# [Passage shown]
Moments later the aroma of the perfectly balanced dark liquid, still too hot to drink, tickled my senses. I noticed the bar man had slipped outside. Perched on a step, a conversation seemed to follow with a local store owner as they both smoked hand rolled cigarettes and drank coffee.

Then, ever so slightly, my heartbeat picked up. Surely it was not the espresso?

I scanned the cafe, bottles of fernet, limoncello, averna, Campari, grappa and aperol lined the shelf nestled beside a coffee machine that looked like the engine of a fine Italian race car.

Through instinct I touch the side of my pant pocket where my phone was zipped away. “Should I edit photos or check email?” I thought to myself.. “no” began an internal dialogue. “Don’t do it – just be”. As the dialogue ensued, I couldn’t help but imagine how much better it would sound in Italian.

(Pointing dataset records)
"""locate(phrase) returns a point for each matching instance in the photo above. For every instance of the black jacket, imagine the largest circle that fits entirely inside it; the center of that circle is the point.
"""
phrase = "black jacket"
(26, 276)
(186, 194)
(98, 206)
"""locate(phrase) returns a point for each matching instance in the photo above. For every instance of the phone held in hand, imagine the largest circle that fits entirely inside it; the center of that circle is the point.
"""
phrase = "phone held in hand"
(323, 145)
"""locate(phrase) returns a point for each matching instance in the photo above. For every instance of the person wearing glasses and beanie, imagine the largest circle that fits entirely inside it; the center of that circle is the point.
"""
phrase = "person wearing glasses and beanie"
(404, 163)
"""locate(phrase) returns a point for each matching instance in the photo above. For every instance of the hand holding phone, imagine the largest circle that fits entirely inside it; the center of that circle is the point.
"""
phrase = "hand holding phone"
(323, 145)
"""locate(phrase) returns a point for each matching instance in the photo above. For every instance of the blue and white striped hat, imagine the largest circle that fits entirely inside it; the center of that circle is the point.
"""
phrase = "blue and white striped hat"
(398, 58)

---

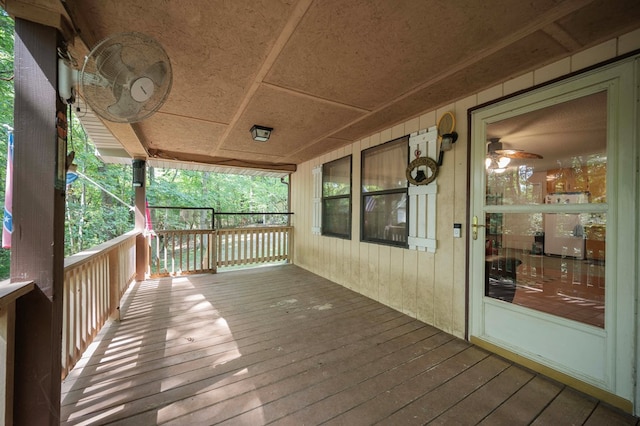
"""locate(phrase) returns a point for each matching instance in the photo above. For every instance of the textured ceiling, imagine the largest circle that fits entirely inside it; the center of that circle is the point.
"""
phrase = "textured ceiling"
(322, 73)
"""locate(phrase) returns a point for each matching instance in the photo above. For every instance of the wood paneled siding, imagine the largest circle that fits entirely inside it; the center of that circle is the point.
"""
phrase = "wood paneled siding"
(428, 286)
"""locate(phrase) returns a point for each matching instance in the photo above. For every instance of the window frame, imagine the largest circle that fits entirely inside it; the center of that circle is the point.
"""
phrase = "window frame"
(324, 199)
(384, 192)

# [Problems to solve]
1. In the cafe passage, what was the bar man doing after he slipped outside?
2. Please write out the cafe passage between "Then, ever so" and "Italian race car.", inclusive.
3. Shorten the paragraph of the cafe passage that begins "I scanned the cafe" into a brief list that keeps its main facts.
Nothing in the records is needed here.

# [Responses for each task]
1. He sat on a step, smoking hand-rolled cigarettes and drinking coffee with a local store owner while they talked.

2.
Then, ever so slightly, my heartbeat picked up. Surely it was not the espresso?

I scanned the cafe, bottles of fernet, limoncello, averna, Campari, grappa and aperol lined the shelf nestled beside a coffee machine that looked like the engine of a fine Italian race car.

3.
- The narrator scanned the cafe.
- A shelf held bottles of fernet, limoncello, averna, Campari, grappa and aperol.
- The shelf sat beside a coffee machine that looked like the engine of a fine Italian race car.